Exercise instructions – Please copy every line of the rows from the one containing "Task: tag the window mullion" through the end of the rows, both ends included, leaving out the pictures.
--- Data in this exercise ---
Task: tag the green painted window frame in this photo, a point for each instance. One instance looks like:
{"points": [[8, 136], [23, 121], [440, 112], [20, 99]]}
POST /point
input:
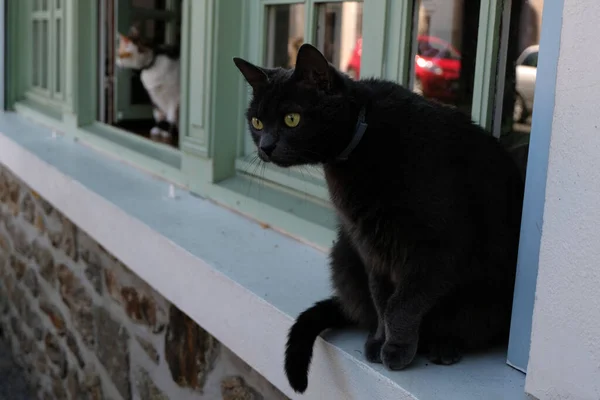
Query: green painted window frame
{"points": [[214, 97], [74, 114]]}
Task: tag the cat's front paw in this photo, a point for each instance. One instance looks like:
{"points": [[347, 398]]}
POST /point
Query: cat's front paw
{"points": [[444, 352], [373, 349], [396, 356]]}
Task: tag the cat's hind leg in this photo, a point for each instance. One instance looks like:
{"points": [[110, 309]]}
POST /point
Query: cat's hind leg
{"points": [[473, 318], [427, 277], [351, 282]]}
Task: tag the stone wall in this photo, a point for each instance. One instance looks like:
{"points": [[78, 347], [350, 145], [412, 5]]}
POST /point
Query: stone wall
{"points": [[85, 327]]}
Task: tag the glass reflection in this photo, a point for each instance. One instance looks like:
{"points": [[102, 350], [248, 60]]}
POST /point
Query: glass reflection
{"points": [[339, 34], [285, 34], [514, 124], [444, 48]]}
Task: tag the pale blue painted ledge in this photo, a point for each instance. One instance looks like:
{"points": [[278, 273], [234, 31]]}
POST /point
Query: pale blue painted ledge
{"points": [[286, 273]]}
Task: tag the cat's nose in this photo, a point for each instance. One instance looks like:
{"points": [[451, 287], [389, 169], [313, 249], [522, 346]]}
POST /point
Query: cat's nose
{"points": [[267, 144]]}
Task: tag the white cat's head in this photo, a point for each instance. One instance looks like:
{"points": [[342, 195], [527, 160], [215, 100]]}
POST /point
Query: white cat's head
{"points": [[132, 52]]}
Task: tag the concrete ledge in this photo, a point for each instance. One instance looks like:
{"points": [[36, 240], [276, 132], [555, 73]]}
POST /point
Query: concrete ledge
{"points": [[204, 258]]}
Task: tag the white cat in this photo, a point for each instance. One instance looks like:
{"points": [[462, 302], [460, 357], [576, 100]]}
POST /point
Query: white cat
{"points": [[160, 75]]}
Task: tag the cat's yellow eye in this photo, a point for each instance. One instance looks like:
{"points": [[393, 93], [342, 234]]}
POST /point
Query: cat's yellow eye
{"points": [[292, 120], [257, 124]]}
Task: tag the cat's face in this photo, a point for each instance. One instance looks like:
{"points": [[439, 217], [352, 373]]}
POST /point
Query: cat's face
{"points": [[298, 116], [131, 51]]}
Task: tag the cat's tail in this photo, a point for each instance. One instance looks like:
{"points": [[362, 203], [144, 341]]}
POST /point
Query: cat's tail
{"points": [[323, 315]]}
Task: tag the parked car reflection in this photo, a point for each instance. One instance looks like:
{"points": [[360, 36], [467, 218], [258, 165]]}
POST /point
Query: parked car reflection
{"points": [[526, 76]]}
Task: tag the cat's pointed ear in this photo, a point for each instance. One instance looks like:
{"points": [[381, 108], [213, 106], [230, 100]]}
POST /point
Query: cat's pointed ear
{"points": [[134, 30], [254, 75], [313, 68]]}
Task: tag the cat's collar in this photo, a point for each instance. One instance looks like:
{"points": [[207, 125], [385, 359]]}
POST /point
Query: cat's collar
{"points": [[359, 131]]}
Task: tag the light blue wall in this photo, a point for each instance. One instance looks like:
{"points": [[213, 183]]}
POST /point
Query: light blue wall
{"points": [[535, 187]]}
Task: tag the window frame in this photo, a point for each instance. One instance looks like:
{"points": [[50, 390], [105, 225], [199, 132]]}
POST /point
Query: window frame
{"points": [[212, 125]]}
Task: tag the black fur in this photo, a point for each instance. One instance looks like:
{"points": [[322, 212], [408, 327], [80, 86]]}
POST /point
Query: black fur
{"points": [[323, 315], [429, 207]]}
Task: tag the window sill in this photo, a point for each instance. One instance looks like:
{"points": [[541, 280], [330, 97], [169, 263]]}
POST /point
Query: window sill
{"points": [[196, 254]]}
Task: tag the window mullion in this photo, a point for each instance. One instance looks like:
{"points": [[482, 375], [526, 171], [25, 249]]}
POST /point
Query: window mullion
{"points": [[51, 43], [488, 41]]}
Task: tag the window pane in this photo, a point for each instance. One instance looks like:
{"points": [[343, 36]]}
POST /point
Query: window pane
{"points": [[339, 34], [514, 123], [444, 50], [124, 100], [35, 65], [285, 34]]}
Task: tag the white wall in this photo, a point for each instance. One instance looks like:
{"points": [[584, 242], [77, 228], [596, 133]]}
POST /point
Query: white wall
{"points": [[565, 350]]}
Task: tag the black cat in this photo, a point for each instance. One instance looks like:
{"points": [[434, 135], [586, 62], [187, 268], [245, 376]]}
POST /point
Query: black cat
{"points": [[429, 207]]}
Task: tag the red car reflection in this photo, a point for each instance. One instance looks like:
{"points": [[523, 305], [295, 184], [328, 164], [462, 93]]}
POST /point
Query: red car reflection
{"points": [[437, 68]]}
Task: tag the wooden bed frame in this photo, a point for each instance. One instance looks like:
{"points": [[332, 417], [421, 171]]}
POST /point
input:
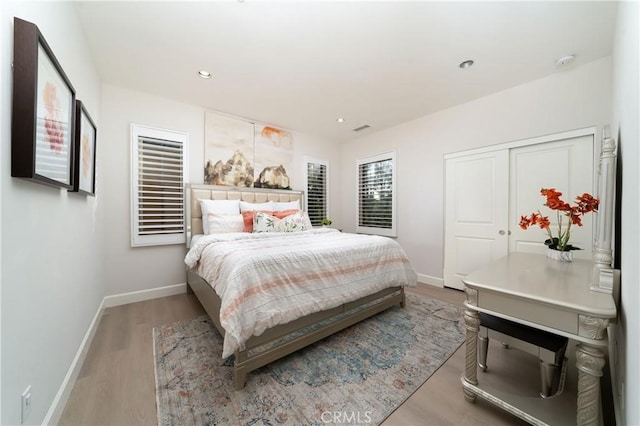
---
Response to this exercise –
Task: tag the window mullion in this photo, a point for each instance. One instance looks like:
{"points": [[482, 375], [526, 171], [25, 249]]}
POST /point
Query: window mullion
{"points": [[51, 43], [488, 41]]}
Task: tag the window pane in this photo, a point for each instance. One instance looks like:
{"points": [[343, 36]]}
POST /point
Query: window pane
{"points": [[339, 34], [514, 123], [444, 50], [124, 100], [35, 65], [285, 34]]}
Task: tag the white wall in this photo, a point for each instance. One instance looks like:
{"points": [[584, 242], [77, 228], [596, 133]]}
POST /point
Query: white wall
{"points": [[565, 350]]}
Task: tag the black cat in this photo, a point for each instance. One instance looks like:
{"points": [[434, 135], [586, 62], [187, 268], [245, 376]]}
POST /point
Query: black cat
{"points": [[429, 207]]}
Task: tag the red car reflection in this photo, a point for each instance. One instance looks like:
{"points": [[523, 305], [295, 184], [328, 164], [462, 93]]}
POST /point
Query: red car reflection
{"points": [[437, 68]]}
Task: tag the wooden bed frame in this photo, a point for each instance. One instance looks like:
{"points": [[332, 417], [421, 171]]}
POST /point
input:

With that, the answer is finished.